-------- RAW RECORDS

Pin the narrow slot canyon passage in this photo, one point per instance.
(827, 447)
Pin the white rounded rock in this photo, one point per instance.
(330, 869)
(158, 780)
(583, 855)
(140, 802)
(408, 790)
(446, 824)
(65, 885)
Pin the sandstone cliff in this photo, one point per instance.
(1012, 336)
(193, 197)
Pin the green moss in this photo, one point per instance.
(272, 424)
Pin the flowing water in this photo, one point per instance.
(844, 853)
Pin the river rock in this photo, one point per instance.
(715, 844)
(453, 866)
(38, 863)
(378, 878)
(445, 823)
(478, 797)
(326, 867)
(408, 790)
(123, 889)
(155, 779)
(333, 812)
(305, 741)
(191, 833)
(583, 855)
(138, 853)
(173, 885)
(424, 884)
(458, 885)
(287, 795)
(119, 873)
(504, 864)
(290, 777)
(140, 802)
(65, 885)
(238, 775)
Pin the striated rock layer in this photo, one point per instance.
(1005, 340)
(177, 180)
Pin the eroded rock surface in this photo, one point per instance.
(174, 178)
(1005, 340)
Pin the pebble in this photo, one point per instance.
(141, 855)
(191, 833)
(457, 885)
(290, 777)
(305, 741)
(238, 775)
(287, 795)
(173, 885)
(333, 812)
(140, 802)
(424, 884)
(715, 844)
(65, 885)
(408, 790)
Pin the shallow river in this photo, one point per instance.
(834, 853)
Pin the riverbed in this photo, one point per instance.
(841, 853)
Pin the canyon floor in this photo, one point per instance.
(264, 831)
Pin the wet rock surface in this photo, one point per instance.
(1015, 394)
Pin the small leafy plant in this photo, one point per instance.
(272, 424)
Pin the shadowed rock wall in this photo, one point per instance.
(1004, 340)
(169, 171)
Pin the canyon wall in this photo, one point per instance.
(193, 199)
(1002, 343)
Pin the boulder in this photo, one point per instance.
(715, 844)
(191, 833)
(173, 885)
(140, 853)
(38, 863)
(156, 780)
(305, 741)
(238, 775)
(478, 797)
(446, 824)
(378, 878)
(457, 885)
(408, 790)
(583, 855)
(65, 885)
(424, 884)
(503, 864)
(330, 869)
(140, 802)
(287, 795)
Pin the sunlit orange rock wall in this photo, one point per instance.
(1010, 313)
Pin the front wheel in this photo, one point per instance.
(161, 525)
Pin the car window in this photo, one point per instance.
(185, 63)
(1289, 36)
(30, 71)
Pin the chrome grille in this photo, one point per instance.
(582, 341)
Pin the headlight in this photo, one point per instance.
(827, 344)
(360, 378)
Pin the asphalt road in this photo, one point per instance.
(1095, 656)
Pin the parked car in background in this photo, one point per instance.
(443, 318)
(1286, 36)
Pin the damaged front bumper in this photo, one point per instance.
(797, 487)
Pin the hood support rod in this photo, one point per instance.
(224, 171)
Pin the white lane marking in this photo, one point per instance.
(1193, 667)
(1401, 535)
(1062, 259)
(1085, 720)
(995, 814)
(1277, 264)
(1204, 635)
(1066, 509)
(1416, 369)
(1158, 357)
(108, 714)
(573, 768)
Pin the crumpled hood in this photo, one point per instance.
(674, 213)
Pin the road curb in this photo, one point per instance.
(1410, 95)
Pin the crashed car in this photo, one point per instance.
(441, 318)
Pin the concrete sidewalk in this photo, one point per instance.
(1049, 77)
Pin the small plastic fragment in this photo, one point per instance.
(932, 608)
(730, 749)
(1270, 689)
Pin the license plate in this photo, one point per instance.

----------------

Present all the lines above as a numbered list, omitting any blank lines.

#### TASK OUTPUT
1. Pin the narrow slot canyon passage in this photo, one point per instance.
2. (827, 447)
3. Pin the white rounded rock in this photo, one point per instance.
4. (330, 869)
5. (158, 780)
6. (583, 855)
7. (140, 802)
8. (408, 790)
9. (446, 824)
10. (65, 885)
11. Pin the sandstone cliff in this photo, one point per instance.
12. (1012, 336)
13. (193, 197)
14. Pin the green moss in this photo, one point per instance.
15. (272, 424)
16. Pin the flowing water in this photo, one point per instance.
17. (844, 853)
18. Pin the river rock in this photo, one point per instance.
19. (715, 844)
20. (453, 866)
21. (38, 863)
22. (378, 878)
23. (445, 823)
24. (478, 797)
25. (326, 867)
26. (408, 790)
27. (123, 889)
28. (155, 779)
29. (333, 812)
30. (305, 741)
31. (191, 833)
32. (583, 855)
33. (138, 853)
34. (173, 885)
35. (424, 884)
36. (458, 885)
37. (287, 795)
38. (119, 873)
39. (504, 864)
40. (290, 777)
41. (140, 802)
42. (65, 885)
43. (238, 775)
44. Pin the striated rock layer in this photo, one point per instance.
45. (1005, 340)
46. (177, 180)
47. Pin the eroded rock surface in this photo, one point per instance.
48. (174, 178)
49. (1005, 340)
50. Pin the pebble in this photo, one point per instance.
51. (141, 855)
52. (191, 833)
53. (457, 885)
54. (290, 777)
55. (305, 741)
56. (238, 775)
57. (287, 795)
58. (173, 885)
59. (333, 812)
60. (140, 802)
61. (424, 884)
62. (715, 844)
63. (65, 885)
64. (408, 790)
65. Pin the shallow river in this photo, one point per instance.
66. (834, 853)
67. Pin the riverbed in this photo, one point per instance.
68. (841, 853)
69. Pin the canyon floor in this photo, one point per instance.
70. (264, 831)
71. Pin the wet rock surface in this photo, one point per instance.
72. (1015, 394)
73. Pin the small leafy plant in this photo, one point per instance.
74. (272, 424)
75. Pin the shadowed rock wall in this photo, one point per instance.
76. (1004, 340)
77. (169, 171)
78. Pin the canyon wall in this photo, one point per instance.
79. (193, 199)
80. (1002, 343)
81. Pin the boulder in this photo, one point per instance.
82. (715, 844)
83. (191, 833)
84. (173, 885)
85. (140, 853)
86. (38, 863)
87. (156, 780)
88. (305, 741)
89. (238, 775)
90. (478, 797)
91. (446, 824)
92. (378, 878)
93. (457, 885)
94. (408, 790)
95. (583, 855)
96. (65, 885)
97. (424, 884)
98. (503, 864)
99. (330, 869)
100. (140, 802)
101. (287, 795)
102. Pin the sunlit orange rock wall in this photo, one point per instance.
103. (1010, 313)
104. Pin the front wheel in this photo, one point per instance.
105. (161, 525)
106. Pin the car window in this photo, one point per instance.
107. (185, 63)
108. (1289, 36)
109. (30, 71)
110. Pin the chrome grille in this photo, one point per instance.
111. (582, 341)
112. Pin the headlight in this photo, one point per instance.
113. (827, 344)
114. (360, 378)
115. Pin the asphalt road in this photo, one point per instance.
116. (1095, 656)
117. Pin the parked car in background in this photo, one point per instance.
118. (443, 318)
119. (1286, 36)
120. Pin the damaged front bumper in this photo, one point per instance.
121. (797, 487)
122. Pin the hood support rod in this photo, one point per instance.
123. (224, 171)
124. Pin the white lane marking in this photo, one point per instance.
125. (1193, 667)
126. (1401, 535)
127. (1062, 259)
128. (1085, 720)
129. (995, 814)
130. (1277, 264)
131. (1204, 635)
132. (1066, 509)
133. (1416, 369)
134. (1158, 357)
135. (108, 714)
136. (573, 768)
137. Pin the crumpled hood in this photo, one point per instance.
138. (674, 213)
139. Pin the road curb in this photo, one point per instance.
140. (1410, 95)
141. Pin the crashed car in this photo, one point per instance.
142. (441, 318)
143. Pin the concrete sidewalk in this photo, one point per instance.
144. (1049, 77)
145. Pin the small plastic fragment in this photo, one point per instance.
146. (932, 608)
147. (730, 749)
148. (1270, 689)
149. Pin the license plate in this photo, one point per instance.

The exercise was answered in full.